● Source passage:
The ever-harsher spotlight on 401(k) plan fees may benefit advisors as more plan sponsors hire them to (let’s not mince words) cover their behinds.

First came April’s infamous Frontline episode, which skewered the investment management industry and warned that high fees, especially on managed mutual funds, are threatening Americans’ retirement prospects. Then Yale University law professor Ian Ayres sent letters to 6,000 401(k) plan sponsors last month, telling them they’re overpaying for investment management. According to RIABiz, the letters linked to a white paper that Ayres co-authored, “Measuring Fiduciary and Investor Losses in 401(k) Plans.” More ominously, Ayres promised to name “high cost plan” companies on Twitter beginning next spring. And he warned that sponsors could be vulnerable to lawsuits if they don’t stop relying on high-fee investment options.

The sharp criticism has at least some sponsors rethinking their plans, and Fidelity Investments says that spells opportunity for advisors. According to the company’s recently published “Plan Sponsor Attitudes Survey,” 84% of sponsors use an advisor today, up from 75% last year. But 38% are dissatisfied with their current advisor, and 10% are looking to switch. Asked why, 31% said they “need a more knowledgeable advisor,” up from 30% last year and 25% in 2010. A “knowledgeable advisor,” according to the respondents, informs plan sponsors about regulatory changes, consults on how to manage fiduciary risk, consults on plan design and helps minimize costs, among other things. (Fidelity surveyed nearly 1,000 plan sponsors online in March, in the fourth such study since 2008; plan sizes ranged from 25 to 10,000 participants, and Fidelity didn’t identify itself as the survey sponsor.)

Plaintiff attorneys have filed more than 30 suits against 401(k) plan sponsors, according to an earlier RIABiz story. Of those, 17 were dismissed, six were settled and the rest were still pending as of last October.

● Extracted data entries:
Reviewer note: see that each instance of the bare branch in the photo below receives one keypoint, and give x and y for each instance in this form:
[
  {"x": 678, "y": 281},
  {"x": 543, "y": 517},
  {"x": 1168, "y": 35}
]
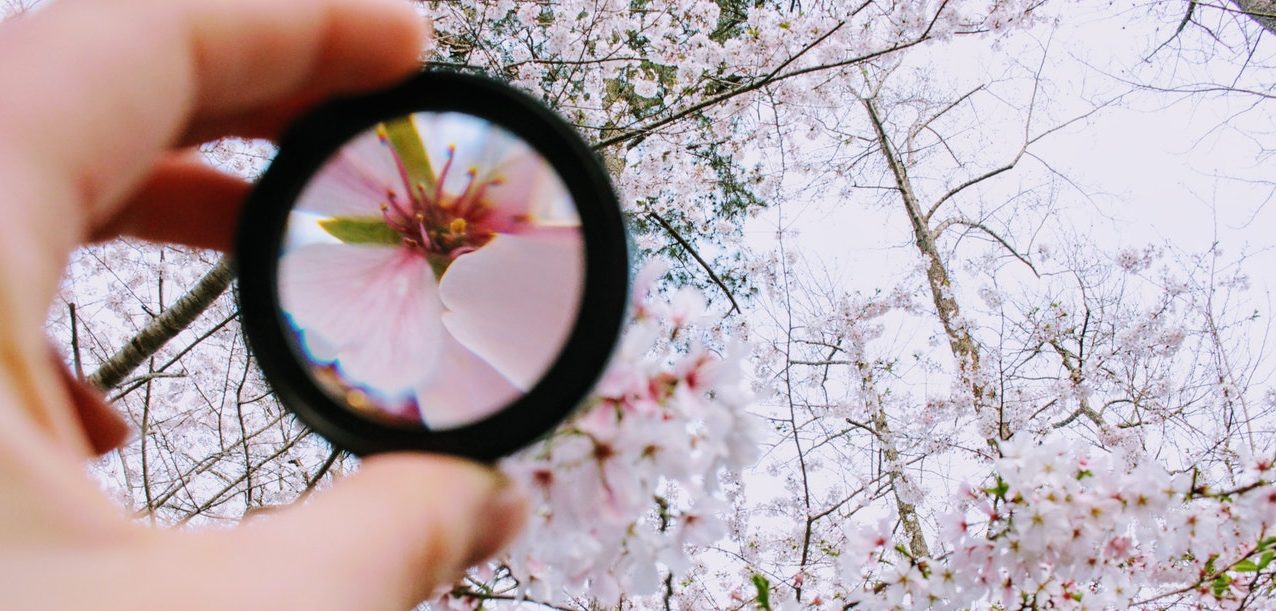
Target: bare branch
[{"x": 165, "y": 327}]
...
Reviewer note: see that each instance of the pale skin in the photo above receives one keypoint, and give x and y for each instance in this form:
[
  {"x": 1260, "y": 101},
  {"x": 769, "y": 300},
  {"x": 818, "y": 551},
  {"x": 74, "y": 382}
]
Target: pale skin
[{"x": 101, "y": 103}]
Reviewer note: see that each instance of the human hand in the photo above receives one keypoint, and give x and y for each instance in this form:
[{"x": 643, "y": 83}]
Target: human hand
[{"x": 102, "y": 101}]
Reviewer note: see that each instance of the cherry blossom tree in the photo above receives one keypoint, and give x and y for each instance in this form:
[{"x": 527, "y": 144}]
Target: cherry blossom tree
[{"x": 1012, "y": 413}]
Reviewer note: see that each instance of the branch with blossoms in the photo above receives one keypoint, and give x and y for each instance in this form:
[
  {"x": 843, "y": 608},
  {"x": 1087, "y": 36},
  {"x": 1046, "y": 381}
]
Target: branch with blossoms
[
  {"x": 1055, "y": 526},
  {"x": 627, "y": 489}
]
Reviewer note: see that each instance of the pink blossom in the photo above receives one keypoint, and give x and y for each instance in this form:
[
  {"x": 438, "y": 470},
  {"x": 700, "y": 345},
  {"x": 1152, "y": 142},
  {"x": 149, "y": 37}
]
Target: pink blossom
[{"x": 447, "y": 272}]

● Things to do:
- A) Answer these about the passage on 401(k) plan fees:
(i) How many 401(k) plan sponsors did Ian Ayres send letters to?
(ii) In Fidelity's survey, what percentage of sponsors use an advisor today?
(iii) Of the suits filed against 401(k) plan sponsors, how many were dismissed?
- B) Repeat the stretch of the passage on 401(k) plan fees from "Plaintiff attorneys have" through "of last October." word for word.
These items are material separate from the passage on 401(k) plan fees.

● Exercise solutions:
- A)
(i) 6,000
(ii) 84%
(iii) 17

- B)
Plaintiff attorneys have filed more than 30 suits against 401(k) plan sponsors, according to an earlier RIABiz story. Of those, 17 were dismissed, six were settled and the rest were still pending as of last October.